▸ **List of tasks**:
1 – List every username that posts in the forum thread about Purina Puppy Chow, giving each one once.
2 – Proceed with the forum thread about Purina Puppy Chow, writing what comes after its last line.
Study text Block Start
# Purina puppy chow?



## MikaTallulah (Jul 19, 2006)

I prefer Proplan Chicken and Rice formulas for my Goldens

Every person will recommended a different brand.

My 1 uncle has always feed his dogs Ol'Roy and they have lived 15 to 19 years. I wounle not feed it but it works for his dogs.

Feed whatever works for both you and your dog. If you are going to change make the transition slow. I took Buddy off of Dog Chow quickly but he was tolerating the Proplan well.


----------



## OutWest (Oct 6, 2011)

I also give Purina Pro Plan, puppy formula. I mix it up between the lamb and the chicken. Tucker is very happy with it--no allergies, coat is gorgeous. I've been very happy. If you decide to feed PPP, be sure to go to their Facebook page and "like" it. They give coupons...!


----------



## Radarsdad (Apr 18, 2011)

With the Purina I have raised several pups with Puppy Chow but I now would go with Pro Plan. My pup was fed Blue Buffalo puppy but is now on Taste of The Wild Buffalo and Venison. Take this with a grain of salt because he is a very active and he needs the extra protein and fat content. If cost is a factor you have to decide which is better for you and your pup.


----------



## Holliday21 (Feb 13, 2012)

Radarsdad said:


> With the Purina I have raised several pups with Puppy Chow but I now would go with Pro Plan. My pup was fed Blue Buffalo puppy but is now on Taste of The Wild Buffalo and Venison. Take this with a grain of salt because he is a very active and he needs the extra protein and fat content. If cost is a factor you have to decide which is better for you and your pup.




Is the ppp a soft canned food or hard? My puppy had the beniful food when we first got him and was very sick throwing up and diharrea all night we switched him to the purina puppy chow and he is taking to it great his feces is starting to harden back up and he is being more active. Hunter is my first golden retriever and I'm enjoying every second of him he is so smart.


----------



## MikaTallulah (Jul 19, 2006)

Holliday21 said:


> Is the ppp a soft canned food or hard? My puppy had the beniful food when we first got him and was very sick throwing up and diharrea all night we switched him to the purina puppy chow and he is taking to it great his feces is starting to harden back up and he is being more active. Hunter is my first golden retriever and I'm enjoying every second of him he is so smart.
Study text Block End
Recorded information Block Start
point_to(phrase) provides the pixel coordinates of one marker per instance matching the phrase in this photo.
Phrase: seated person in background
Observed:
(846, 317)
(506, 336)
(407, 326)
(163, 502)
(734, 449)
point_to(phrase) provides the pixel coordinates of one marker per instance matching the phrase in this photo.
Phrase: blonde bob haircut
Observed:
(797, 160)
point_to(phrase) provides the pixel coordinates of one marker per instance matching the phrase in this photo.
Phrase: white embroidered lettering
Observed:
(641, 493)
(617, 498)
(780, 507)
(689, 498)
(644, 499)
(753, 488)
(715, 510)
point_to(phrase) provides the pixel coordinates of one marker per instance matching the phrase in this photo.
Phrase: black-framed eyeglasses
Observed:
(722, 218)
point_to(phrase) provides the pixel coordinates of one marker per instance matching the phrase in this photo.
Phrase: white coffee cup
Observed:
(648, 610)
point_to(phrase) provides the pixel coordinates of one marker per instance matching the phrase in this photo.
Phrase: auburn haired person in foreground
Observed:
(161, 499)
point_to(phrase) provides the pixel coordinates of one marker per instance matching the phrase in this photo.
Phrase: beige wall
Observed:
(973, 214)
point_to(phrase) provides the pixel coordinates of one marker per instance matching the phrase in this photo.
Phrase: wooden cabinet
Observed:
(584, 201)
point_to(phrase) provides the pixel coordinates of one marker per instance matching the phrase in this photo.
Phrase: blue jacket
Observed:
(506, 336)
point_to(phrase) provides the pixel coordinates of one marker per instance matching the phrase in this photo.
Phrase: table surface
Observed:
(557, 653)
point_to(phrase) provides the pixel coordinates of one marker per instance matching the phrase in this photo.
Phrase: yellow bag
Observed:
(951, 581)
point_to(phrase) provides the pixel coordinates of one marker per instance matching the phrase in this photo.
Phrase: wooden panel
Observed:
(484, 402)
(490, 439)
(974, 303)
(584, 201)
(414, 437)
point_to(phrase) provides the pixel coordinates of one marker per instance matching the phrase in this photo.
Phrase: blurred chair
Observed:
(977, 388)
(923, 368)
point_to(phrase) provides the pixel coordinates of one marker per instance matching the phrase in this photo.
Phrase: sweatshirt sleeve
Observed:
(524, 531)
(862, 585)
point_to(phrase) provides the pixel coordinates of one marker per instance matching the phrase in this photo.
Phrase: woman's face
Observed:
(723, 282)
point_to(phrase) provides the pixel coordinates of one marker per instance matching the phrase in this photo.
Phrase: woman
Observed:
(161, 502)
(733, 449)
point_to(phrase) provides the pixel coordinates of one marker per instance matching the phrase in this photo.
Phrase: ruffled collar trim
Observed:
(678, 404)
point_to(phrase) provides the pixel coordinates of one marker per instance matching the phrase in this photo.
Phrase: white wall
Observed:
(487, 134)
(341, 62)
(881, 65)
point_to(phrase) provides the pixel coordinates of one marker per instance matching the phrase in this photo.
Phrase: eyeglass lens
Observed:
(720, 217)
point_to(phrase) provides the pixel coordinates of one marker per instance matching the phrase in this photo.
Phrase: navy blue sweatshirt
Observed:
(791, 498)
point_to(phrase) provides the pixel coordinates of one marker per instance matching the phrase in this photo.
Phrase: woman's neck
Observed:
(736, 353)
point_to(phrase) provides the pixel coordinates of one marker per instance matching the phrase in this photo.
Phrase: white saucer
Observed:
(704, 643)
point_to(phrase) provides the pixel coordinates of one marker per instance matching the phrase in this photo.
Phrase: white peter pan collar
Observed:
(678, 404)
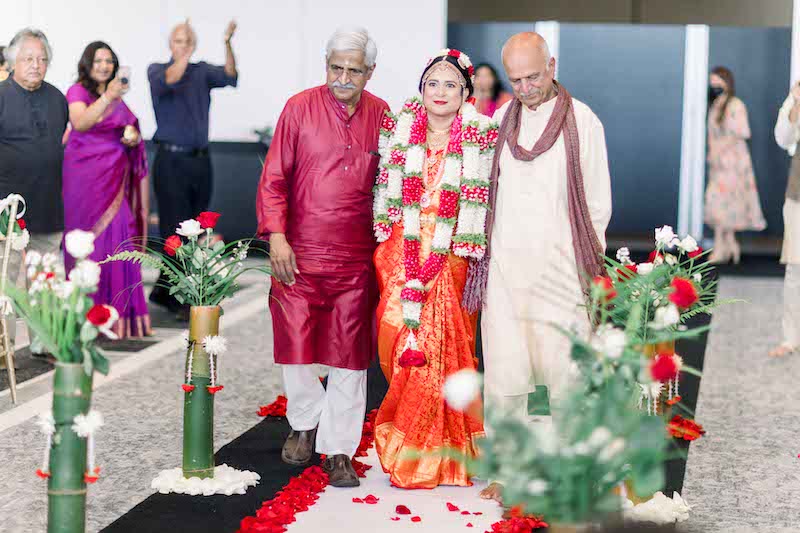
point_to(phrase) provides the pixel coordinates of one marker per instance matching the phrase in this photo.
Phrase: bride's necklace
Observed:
(437, 141)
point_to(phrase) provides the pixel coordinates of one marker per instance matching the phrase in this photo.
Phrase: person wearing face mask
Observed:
(731, 202)
(787, 135)
(314, 205)
(429, 216)
(106, 186)
(550, 205)
(182, 179)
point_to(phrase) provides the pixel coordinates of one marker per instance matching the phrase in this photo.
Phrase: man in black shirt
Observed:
(33, 117)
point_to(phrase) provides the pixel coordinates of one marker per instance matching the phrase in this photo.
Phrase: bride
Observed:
(430, 209)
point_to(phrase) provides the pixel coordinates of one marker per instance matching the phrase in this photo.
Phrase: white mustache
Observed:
(339, 85)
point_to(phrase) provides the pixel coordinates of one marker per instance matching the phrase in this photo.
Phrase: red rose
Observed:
(606, 286)
(684, 293)
(208, 219)
(98, 315)
(663, 367)
(172, 244)
(695, 253)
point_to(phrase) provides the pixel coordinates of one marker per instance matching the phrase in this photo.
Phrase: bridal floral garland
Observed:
(461, 220)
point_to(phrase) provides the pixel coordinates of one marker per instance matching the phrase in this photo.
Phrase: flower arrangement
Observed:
(66, 323)
(570, 472)
(202, 272)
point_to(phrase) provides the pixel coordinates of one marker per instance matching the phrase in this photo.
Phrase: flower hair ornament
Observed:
(454, 60)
Recorded information Block End
▸ **Set of answers**:
1 – MikaTallulah, OutWest, Radarsdad, Holliday21

2 –
They do sell canned but I would feed the kibble and maybe mixed a few tablespoons of wet as a treat into the kibble.


----------



## abowman (Jan 5, 2012)

Finnegan is on proplan chicken and doing well. He too has no allergies and his coat is wonderful!


----------



## Dexter12 (Feb 10, 2012)

Dex gets Purina Pro Plan Chicken and Rice puppy food and he loves it


----------



## Kaila (Feb 1, 2012)

Here is a review and break-down of Purina Pro Plan:

Purina Pro Plan Dry Dog Food | Review and Rating

It contains wheat, corn, AND soy (three highly allergenic grains for dogs that can cause itchiness, gastrointestinal irritation, bloat, and yeast imbalance resulting in ear infections, strong doggy odor, and oily skin), poultry by-product meal (indigestible parts of poultry from unnamed sources--can include feathers, beaks, claws, etc.), animal digest (a mix of disgusting, fatty leftovers from the cooking process that is sprayed on to kibble to improve its flavor).

Check out Dog Food Reviews | Dog Food Ratings and Dog Food Analysis - Reviews of kibble as well as the book "Food Pets Die For" by Ann Martin.

Also check out these videos:










For comparison, here is what I feed my dog:
Orijen Puppy Food | Review and Rating

And here's an article about the risks of feeding a dog food that contains grains:
Dog Food Grains Linked to Allergies and Other Diseases

Be sure to research the company that makes Purina (Nestlé). Dog food can legally contain euthanized cats/dogs (including the chemical used to euthanize them, phenobarbital, which doesn't braek down with heat processing), diseased livestock unfit for human consumption, moldy grains, indigestible parts of animals (hooves, feathers, etc.), and roadkill. Make sure you know about the company's processing standards.

I work as a nutrition adviser for a natural/organic pet food store. This is my second job in the dog food industry. Hope this helps!


----------



## Willow52 (Aug 14, 2009)

^^^ The Pro Plan Selects and the Pro Plan Sensitive Skin & Stomach doesn't have corn wheat or soy.


----------



## Kaila (Feb 1, 2012)

The first two ingredients of Pro Plan Sensitive Stomach are "Salmon, Brewers rice."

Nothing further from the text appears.